作業:
a: 提示文のうち「とてもいい作品で観終わった後」を含む語句で始まり「弟を心配するアバンやマニー。」で終わる部分を、「マニー」を「マニ」に改めて書き直してください。
b: 提示文で、この映画に使われている言語として挙げられているものをすべて書き出してください。

提示文:
上映後の映画ジャーナリスト 立田敦子さん と翻訳者 長夏実さん のトークでは興味深いお話も聞けました。
とてもいい作品で観終わった後にしばらく余韻が続きました。メインのプロットは比較的シンプルなので筋については軽めにして、純粋にわたし個人の感想を書こうと思います。
ネタバレには配慮しますが、気になる方は鑑賞後にまた遊びに来てくださいね!
原題 富都青年 / Abang Adik
邦題 Brotherブラザー 富都(プドゥ)のふたり
監督 ジン・オン 王礼霖
115分
あらまし
マレーシア、台湾合作映画。言語はマレー語、中国語、英語、それに手話が加わるが、わたしの拙い語学力では多くの部分が中国語で話されていたようだった。
舞台はマレーシア、クアラルンプールの富都(プドゥ)というスラム地区。ウー・カンレン 吴慷仁 演じる アバン 阿邦と ジャック・タン 陳澤耀 演じる アディ 阿迪 の兄弟は事情でIDを持っていない。
周囲には同様の生活環境の人々がお互いを支えあって暮らしている。タン・キムワン 邓金煌 演じるトランスジェンダーの マニーは彼らの母親代わりだ。
アバンは聾啞者で鶏肉の精肉工場で働いている。アディは割りよく稼げる危ない仕事しかしない。そんな弟を心配するアバンやマニー。
ある日事件が起きる。
社会背景
彼らの生活環境は劣悪だ。勉強不足で知らなかったが多民族国家であるマレーシアはIDに種類があり、社会の全ての権利を享受できるIDを取得するハードルが高いそうだ。アバンやアディは最低ランクのIDさえ持っていないので銀行口座が作れず運転免許も取れない。教育機会もなく保険にも入れない。だから就ける仕事が限られてしまうのだ。

利用可能なデータ:
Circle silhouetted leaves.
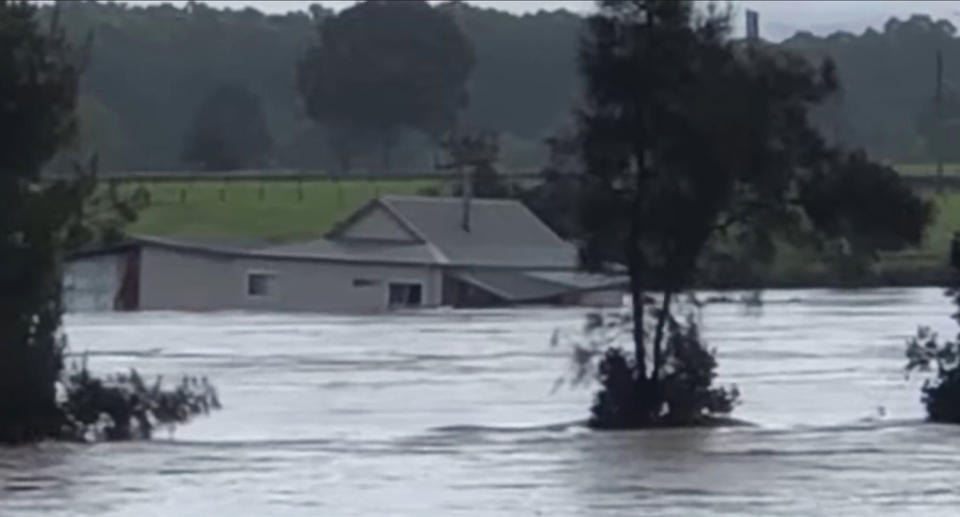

解答:
a:
とてもいい作品で観終わった後にしばらく余韻が続きました。メインのプロットは比較的シンプルなので筋については軽めにして、純粋にわたし個人の感想を書こうと思います。
ネタバレには配慮しますが、気になる方は鑑賞後にまた遊びに来てくださいね!
原題 富都青年 / Abang Adik
邦題 Brotherブラザー 富都(プドゥ)のふたり
監督 ジン・オン 王礼霖
115分
あらまし
マレーシア、台湾合作映画。言語はマレー語、中国語、英語、それに手話が加わるが、わたしの拙い語学力では多くの部分が中国語で話されていたようだった。
舞台はマレーシア、クアラルンプールの富都(プドゥ)というスラム地区。ウー・カンレン 吴慷仁 演じる アバン 阿邦と ジャック・タン 陳澤耀 演じる アディ 阿迪 の兄弟は事情でIDを持っていない。
周囲には同様の生活環境の人々がお互いを支えあって暮らしている。タン・キムワン 邓金煌 演じるトランスジェンダーの マニは彼らの母親代わりだ。
アバンは聾啞者で鶏肉の精肉工場で働いている。アディは割りよく稼げる危ない仕事しかしない。そんな弟を心配するアバンやマニ。

b: マレー語、中国語、英語、手話